## Document extract
Causes of Blotchy Skin
Blotchy skin is a common disorder – one that brings millions of people to their doctor or dermatology offices each year. Fair-skinned people are more prone to blotchy skin than those who have darker complexions, in part, because their skin tends to be more sensitive.
There are dozens of reasons for blotchy skin, ranging from genetic disorders to simple dermatitis (rash). That said, blotchy skin can be difficult to treat in some cases, especially given the plethora of possible causes. Here are the most common causes of blotchy skin, a condition that can appear anywhere on the body, yet is primarily found on the arms, face, neck and chest.
Stress is a common cause of blotchy skin resulting in itchy, red and inflamed patches on the face, neck and chest. Stress can also result in hives (a sudden outbreak of swollen, pale red bumps or plaques on the skin). The appearance of hives can cause the condition to spread, and scratching or itching hives does not help.
Blotchy symptoms from stress do fade and disappear once the stress has passed. However, in the meantime, stress-induced blotchy skin can be treated with histamine-blocking lotions and creams to reduce symptoms.
Seasonal conditions like extreme heat or cold, can cause a blotchy reaction in the skin, especially on exposed areas, resulting in chapped, red, painful skin.
The reason for blotchy skin under any of these conditions is the loss of moisture in the skin. As water evaporates from the skin, it becomes depleted of natural moisture and becomes very dry, red, and itchy.
Heat rash, also called ‘prickly heat’ can appear on people of all ages, but tends to affect the very young most. Heat rash happens when sweat glands become blocked, thereby trapping the release of sweat which cools the skin naturally. Heat rash appears as patches of tiny blisters that deliver a frustrating prickling sensation on the skin, making it very uncomfortable. The condition can become more serious if red patches do not subside with cooling treatments.

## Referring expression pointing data

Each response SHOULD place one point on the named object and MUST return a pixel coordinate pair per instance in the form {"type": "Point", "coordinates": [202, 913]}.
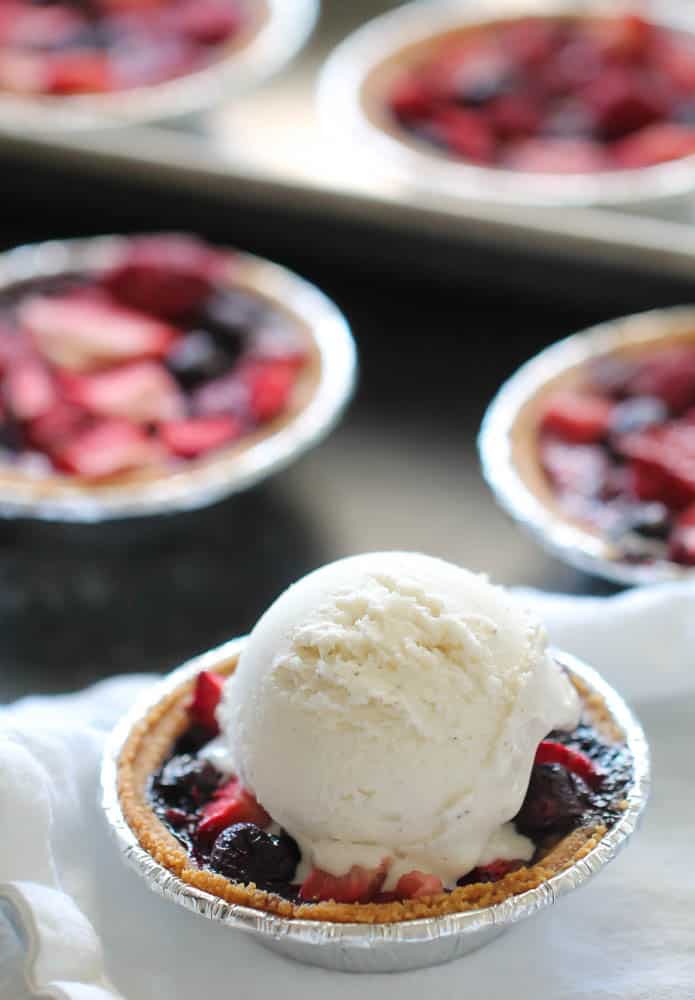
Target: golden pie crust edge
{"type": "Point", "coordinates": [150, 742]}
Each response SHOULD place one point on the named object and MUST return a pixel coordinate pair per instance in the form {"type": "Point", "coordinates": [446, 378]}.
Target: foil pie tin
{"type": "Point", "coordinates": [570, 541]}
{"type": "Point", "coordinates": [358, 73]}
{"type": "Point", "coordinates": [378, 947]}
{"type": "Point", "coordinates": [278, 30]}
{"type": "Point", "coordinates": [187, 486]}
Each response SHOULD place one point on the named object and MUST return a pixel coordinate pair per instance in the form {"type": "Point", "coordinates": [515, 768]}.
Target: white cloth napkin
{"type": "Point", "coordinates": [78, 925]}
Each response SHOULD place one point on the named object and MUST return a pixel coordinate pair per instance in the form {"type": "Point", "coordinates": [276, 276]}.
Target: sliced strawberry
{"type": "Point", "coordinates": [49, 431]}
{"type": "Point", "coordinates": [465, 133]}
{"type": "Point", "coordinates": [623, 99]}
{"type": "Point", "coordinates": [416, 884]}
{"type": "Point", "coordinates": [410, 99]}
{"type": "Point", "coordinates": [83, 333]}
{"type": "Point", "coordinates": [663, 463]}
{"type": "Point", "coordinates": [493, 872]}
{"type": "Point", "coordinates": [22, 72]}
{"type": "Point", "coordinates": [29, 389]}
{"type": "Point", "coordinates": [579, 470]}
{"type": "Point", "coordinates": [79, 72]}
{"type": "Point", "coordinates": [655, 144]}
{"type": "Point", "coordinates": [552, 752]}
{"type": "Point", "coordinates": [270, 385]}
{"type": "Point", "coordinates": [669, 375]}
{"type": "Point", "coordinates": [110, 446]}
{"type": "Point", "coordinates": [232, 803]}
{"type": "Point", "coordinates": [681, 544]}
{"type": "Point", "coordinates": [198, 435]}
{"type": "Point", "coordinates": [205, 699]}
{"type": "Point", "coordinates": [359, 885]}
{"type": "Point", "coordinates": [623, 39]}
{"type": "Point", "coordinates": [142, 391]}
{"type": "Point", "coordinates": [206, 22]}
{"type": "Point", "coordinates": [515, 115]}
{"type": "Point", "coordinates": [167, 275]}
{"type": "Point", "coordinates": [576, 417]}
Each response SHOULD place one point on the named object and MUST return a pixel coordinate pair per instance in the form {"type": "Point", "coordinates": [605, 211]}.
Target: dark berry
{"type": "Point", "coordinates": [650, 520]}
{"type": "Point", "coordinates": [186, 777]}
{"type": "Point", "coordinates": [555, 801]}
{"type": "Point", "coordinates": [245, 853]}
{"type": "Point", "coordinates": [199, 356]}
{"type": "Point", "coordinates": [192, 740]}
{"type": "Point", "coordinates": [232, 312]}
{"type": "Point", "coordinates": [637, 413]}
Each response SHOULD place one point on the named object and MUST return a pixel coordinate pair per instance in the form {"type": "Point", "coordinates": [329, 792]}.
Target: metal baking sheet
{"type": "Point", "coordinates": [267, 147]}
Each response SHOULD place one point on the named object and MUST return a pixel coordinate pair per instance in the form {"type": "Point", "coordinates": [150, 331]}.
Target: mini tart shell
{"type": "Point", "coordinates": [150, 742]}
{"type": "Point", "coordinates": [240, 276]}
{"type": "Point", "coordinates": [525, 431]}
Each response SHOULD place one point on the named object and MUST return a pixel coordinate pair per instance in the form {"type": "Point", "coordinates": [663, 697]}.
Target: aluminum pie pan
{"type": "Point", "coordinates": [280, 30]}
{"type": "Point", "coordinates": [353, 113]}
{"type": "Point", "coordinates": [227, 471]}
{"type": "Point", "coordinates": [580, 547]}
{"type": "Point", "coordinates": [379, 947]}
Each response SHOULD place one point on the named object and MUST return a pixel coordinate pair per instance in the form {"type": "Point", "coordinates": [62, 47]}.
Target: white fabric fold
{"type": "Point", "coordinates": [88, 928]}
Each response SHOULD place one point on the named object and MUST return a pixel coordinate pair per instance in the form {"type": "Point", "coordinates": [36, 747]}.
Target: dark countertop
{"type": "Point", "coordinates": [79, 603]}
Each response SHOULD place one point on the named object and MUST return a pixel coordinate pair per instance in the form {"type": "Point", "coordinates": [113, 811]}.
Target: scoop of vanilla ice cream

## Exercise tasks
1. What other name for heat rash does the text on blotchy skin give?
2. Resume the text on the causes of blotchy skin, picking up after its final sentence.

## Responses by item number
1. Prickly heat.

2.
Blotchy skin caused by genes or genetic disorders can be harder to treat because of the chronic nature of the condition. For instance, people with fair genes are more prone to blotchy skin than those with darker skin types, partly because fair skinned people tend to have more sensitive skin.
Genetic skin disorders like psoriasis, eczema, and rosacea, for example, can be the cause of blotchy skin. In these cases it’s important to identify to specific condition to determine the correct treatment protocol.
Other genetic skin conditions like keratosis pilaris (an overproduction of the skin protein, keratin – looks like goose bumps), plugs pores and hair follicles, resulting in blotchy skin patches. This condition can be treated with topical retinoids and/or corticosteroids to speed the removal of excess keratin and reduce inflammation and redness.
There are a number of environmental factors that can lead to blotchy skin. Contact with harsh detergents, perfumes, dyes, chemicals, metals or itchy fabrics can irritate the skin, causing red patches of dry skin to develop. This is often referred to as Contact Dermatitis, a common term used for red, inflamed skin. Contact Dermatitis, the most common cause of blotchy skin, is caused by substances that comes in contact with, then irritates and inflames the skin. Treatment and prevention involves finding out what exactly the offending trigger is, then avoiding contact or removing it while treating the skin.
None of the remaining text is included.